■ **Problem details**
Transcribe every line of the listing below without any deviation.

Position identification records:
╔══
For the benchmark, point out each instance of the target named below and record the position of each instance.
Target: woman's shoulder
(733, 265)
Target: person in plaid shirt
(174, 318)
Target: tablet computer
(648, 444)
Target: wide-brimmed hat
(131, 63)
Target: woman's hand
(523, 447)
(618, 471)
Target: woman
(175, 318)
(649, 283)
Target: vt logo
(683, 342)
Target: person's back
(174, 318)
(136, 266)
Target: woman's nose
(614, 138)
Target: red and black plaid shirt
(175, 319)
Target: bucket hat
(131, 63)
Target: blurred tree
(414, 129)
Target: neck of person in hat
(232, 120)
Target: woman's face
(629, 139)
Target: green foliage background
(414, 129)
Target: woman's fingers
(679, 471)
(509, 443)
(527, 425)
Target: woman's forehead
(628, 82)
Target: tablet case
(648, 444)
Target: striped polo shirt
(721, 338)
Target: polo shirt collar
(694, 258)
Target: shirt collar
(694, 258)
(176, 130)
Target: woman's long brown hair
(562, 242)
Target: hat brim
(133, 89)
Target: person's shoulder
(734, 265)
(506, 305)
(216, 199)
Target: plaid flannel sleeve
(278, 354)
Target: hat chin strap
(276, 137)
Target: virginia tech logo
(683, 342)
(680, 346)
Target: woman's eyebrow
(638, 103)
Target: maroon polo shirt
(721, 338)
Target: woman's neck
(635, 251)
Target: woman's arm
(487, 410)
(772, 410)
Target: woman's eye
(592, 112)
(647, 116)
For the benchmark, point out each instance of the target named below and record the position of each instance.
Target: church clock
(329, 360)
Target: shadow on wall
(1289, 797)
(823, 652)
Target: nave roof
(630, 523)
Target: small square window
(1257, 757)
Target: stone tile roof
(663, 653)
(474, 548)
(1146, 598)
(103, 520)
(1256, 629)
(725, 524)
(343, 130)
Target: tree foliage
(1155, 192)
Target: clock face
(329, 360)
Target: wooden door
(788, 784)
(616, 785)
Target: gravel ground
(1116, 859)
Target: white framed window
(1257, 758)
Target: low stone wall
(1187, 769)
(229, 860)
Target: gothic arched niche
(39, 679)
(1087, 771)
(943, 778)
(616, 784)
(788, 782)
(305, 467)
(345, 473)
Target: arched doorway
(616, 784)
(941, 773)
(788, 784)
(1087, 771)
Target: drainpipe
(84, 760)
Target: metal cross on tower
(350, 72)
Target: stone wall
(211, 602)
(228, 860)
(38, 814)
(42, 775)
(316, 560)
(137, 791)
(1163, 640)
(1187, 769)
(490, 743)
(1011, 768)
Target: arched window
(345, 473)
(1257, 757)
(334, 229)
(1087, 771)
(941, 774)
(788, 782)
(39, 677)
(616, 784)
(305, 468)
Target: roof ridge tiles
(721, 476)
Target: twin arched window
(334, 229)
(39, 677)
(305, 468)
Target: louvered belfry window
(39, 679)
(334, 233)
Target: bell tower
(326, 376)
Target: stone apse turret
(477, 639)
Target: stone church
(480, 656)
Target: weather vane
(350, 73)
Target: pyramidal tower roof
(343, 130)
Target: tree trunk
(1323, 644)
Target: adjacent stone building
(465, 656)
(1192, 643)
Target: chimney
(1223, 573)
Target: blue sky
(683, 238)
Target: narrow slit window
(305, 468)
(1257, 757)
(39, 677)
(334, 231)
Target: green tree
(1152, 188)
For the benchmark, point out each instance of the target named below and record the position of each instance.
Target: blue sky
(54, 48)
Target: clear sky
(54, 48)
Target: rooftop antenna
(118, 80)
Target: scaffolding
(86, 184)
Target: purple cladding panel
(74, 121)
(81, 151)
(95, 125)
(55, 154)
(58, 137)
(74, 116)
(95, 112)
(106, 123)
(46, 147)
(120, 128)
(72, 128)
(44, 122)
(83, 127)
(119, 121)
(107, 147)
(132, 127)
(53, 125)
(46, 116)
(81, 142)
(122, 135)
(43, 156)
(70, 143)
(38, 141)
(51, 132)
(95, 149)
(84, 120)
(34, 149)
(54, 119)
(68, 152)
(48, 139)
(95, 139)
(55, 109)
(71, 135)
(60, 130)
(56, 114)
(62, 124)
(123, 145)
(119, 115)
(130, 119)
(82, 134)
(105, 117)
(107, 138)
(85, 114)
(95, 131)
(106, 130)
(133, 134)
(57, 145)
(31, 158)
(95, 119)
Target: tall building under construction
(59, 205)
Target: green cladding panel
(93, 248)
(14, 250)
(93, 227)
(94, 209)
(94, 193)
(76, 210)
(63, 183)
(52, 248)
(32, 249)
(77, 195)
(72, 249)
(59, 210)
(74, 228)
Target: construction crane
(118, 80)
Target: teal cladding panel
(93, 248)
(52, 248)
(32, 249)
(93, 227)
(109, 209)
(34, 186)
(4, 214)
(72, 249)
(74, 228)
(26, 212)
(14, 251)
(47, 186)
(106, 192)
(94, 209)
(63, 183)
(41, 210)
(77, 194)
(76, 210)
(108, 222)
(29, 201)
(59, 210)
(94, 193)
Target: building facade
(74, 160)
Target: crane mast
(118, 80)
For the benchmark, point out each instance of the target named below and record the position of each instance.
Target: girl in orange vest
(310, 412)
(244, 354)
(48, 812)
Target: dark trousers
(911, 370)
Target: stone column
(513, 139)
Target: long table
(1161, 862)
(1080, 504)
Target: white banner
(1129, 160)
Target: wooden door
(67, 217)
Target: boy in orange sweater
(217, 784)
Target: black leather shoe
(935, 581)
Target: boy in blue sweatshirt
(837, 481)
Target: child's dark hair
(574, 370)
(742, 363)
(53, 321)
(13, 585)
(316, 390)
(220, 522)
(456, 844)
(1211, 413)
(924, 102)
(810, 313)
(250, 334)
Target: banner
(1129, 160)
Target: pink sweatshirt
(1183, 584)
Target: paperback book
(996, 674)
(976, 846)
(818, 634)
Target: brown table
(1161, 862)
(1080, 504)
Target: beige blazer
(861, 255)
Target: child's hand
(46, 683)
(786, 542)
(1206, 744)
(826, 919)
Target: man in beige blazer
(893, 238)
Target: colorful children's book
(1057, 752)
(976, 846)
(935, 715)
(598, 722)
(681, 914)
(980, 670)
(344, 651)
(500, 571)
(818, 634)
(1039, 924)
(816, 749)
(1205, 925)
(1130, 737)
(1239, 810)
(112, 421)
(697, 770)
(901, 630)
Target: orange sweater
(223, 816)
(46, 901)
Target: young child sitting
╚══
■ **Finished task**
For the benchmark, point out each instance of the target named below and record the position of each instance.
Target: woman's shoulder
(733, 265)
Target: person in plaid shirt
(174, 318)
Target: tablet computer
(648, 444)
Target: wide-brimmed hat
(131, 63)
Target: woman's hand
(523, 447)
(618, 471)
Target: woman
(175, 318)
(649, 283)
Target: vt logo
(683, 342)
Target: person's back
(174, 318)
(136, 266)
Target: woman's nose
(614, 138)
Target: red and black plaid shirt
(175, 319)
Target: bucket hat
(131, 63)
Target: blurred tree
(414, 129)
Target: neck of person in hat
(232, 120)
Target: woman's face
(629, 139)
Target: green foliage background
(414, 129)
Target: woman's fingers
(679, 471)
(509, 443)
(527, 425)
Target: woman's forehead
(628, 82)
Target: tablet case
(648, 444)
Target: striped polo shirt
(721, 338)
Target: polo shirt collar
(694, 258)
Target: shirt collar
(694, 258)
(176, 130)
Target: woman's long brown hair
(562, 242)
Target: hat brim
(133, 89)
Target: person's shoulder
(734, 265)
(506, 305)
(216, 199)
Target: plaid flannel sleeve
(278, 354)
Target: hat chin strap
(276, 137)
Target: virginia tech logo
(683, 342)
(680, 346)
Target: woman's eyebrow
(638, 103)
Target: maroon polo shirt
(721, 338)
Target: woman's neck
(635, 251)
Target: woman's arm
(487, 410)
(772, 410)
Target: woman's eye
(592, 112)
(647, 116)
For the benchmark, point out each instance of the target named below and record the position of each instance.
Target: church clock
(329, 360)
Target: shadow on wall
(1289, 797)
(823, 652)
Target: nave roof
(630, 523)
Target: small square window
(1257, 757)
Target: stone tile roof
(663, 653)
(474, 548)
(1146, 598)
(103, 520)
(1256, 629)
(725, 524)
(343, 130)
Target: tree foliage
(1155, 192)
Target: clock face
(329, 360)
Target: wooden door
(788, 784)
(616, 785)
Target: gravel ground
(1116, 859)
Target: white framed window
(1257, 758)
Target: low stone wall
(1187, 769)
(229, 860)
Target: gothic arched niche
(39, 679)
(1087, 771)
(943, 778)
(616, 784)
(788, 782)
(305, 467)
(345, 473)
Target: arched doorway
(616, 784)
(941, 773)
(788, 784)
(1087, 771)
Target: drainpipe
(84, 760)
Target: metal cross on tower
(350, 72)
Target: stone wall
(211, 602)
(228, 860)
(38, 814)
(42, 775)
(316, 560)
(137, 791)
(1163, 640)
(1187, 769)
(490, 743)
(1011, 768)
Target: arched window
(345, 473)
(1257, 757)
(334, 229)
(1087, 771)
(941, 774)
(788, 782)
(39, 677)
(616, 784)
(305, 468)
Target: roof ridge tiles
(721, 476)
Target: twin arched window
(334, 229)
(39, 677)
(305, 468)
Target: louvered belfry window
(39, 679)
(334, 233)
Target: bell tower
(326, 376)
Target: stone apse turret
(477, 639)
Target: stone church
(480, 656)
Target: weather vane
(350, 73)
Target: pyramidal tower roof
(343, 130)
Target: tree trunk
(1323, 644)
Target: adjacent stone building
(465, 656)
(1192, 643)
Target: chimney
(1223, 573)
Target: blue sky
(683, 238)
Target: narrow slit window
(305, 468)
(1257, 757)
(39, 677)
(334, 231)
Target: green tree
(1152, 188)
For the benchmark, point out each instance of the target named below and record the position of each instance.
Target: blue sky
(54, 48)
Target: clear sky
(54, 48)
Target: rooftop antenna
(118, 80)
Target: scaffolding
(86, 184)
Target: purple cladding panel
(74, 121)
(81, 151)
(95, 125)
(55, 154)
(58, 137)
(74, 116)
(95, 112)
(106, 123)
(46, 147)
(120, 128)
(72, 128)
(44, 122)
(83, 127)
(119, 121)
(107, 147)
(132, 127)
(53, 125)
(46, 116)
(81, 142)
(122, 135)
(43, 156)
(70, 143)
(38, 141)
(51, 132)
(95, 149)
(84, 120)
(34, 149)
(54, 119)
(68, 152)
(48, 139)
(95, 139)
(55, 109)
(71, 135)
(60, 130)
(56, 114)
(62, 124)
(123, 145)
(119, 115)
(130, 119)
(82, 134)
(105, 117)
(107, 138)
(85, 114)
(95, 131)
(106, 130)
(133, 134)
(57, 145)
(31, 158)
(95, 119)
Target: tall building under construction
(59, 205)
Target: green cladding panel
(93, 248)
(14, 250)
(93, 227)
(94, 209)
(94, 193)
(76, 210)
(63, 183)
(52, 248)
(32, 249)
(77, 195)
(72, 249)
(59, 210)
(74, 228)
Target: construction crane
(118, 80)
Target: teal cladding panel
(93, 248)
(52, 248)
(32, 249)
(93, 227)
(109, 209)
(34, 186)
(4, 214)
(72, 249)
(74, 228)
(26, 212)
(14, 251)
(47, 186)
(106, 192)
(94, 209)
(63, 183)
(41, 210)
(77, 194)
(76, 210)
(108, 222)
(29, 201)
(59, 210)
(94, 193)
Target: building facade
(74, 160)
Target: crane mast
(118, 80)
For the benchmark, point out each instance of the target named below and record the position of each instance.
Target: girl in orange vest
(310, 412)
(244, 354)
(48, 812)
Target: dark trousers
(911, 370)
Target: stone column
(513, 139)
Target: long table
(1161, 862)
(1080, 504)
Target: white banner
(1129, 160)
Target: wooden door
(67, 217)
Target: boy in orange sweater
(217, 784)
Target: black leather shoe
(935, 581)
Target: boy in blue sweatshirt
(837, 481)
Target: child's dark hair
(574, 370)
(742, 363)
(53, 321)
(13, 585)
(316, 390)
(220, 522)
(456, 844)
(1211, 413)
(924, 102)
(810, 313)
(250, 334)
Target: banner
(1129, 160)
Target: pink sweatshirt
(1183, 584)
Target: paperback book
(996, 674)
(976, 846)
(818, 634)
Target: brown table
(1161, 862)
(1080, 504)
Target: beige blazer
(861, 255)
Target: child's hand
(46, 683)
(786, 542)
(1206, 744)
(826, 919)
Target: man in beige blazer
(893, 238)
Target: colorful children's book
(1057, 752)
(976, 846)
(935, 715)
(598, 722)
(681, 914)
(980, 670)
(344, 651)
(500, 571)
(818, 634)
(1039, 924)
(816, 749)
(1205, 925)
(1130, 737)
(1239, 810)
(112, 421)
(697, 770)
(901, 630)
Target: orange sweater
(223, 816)
(46, 901)
Target: young child sitting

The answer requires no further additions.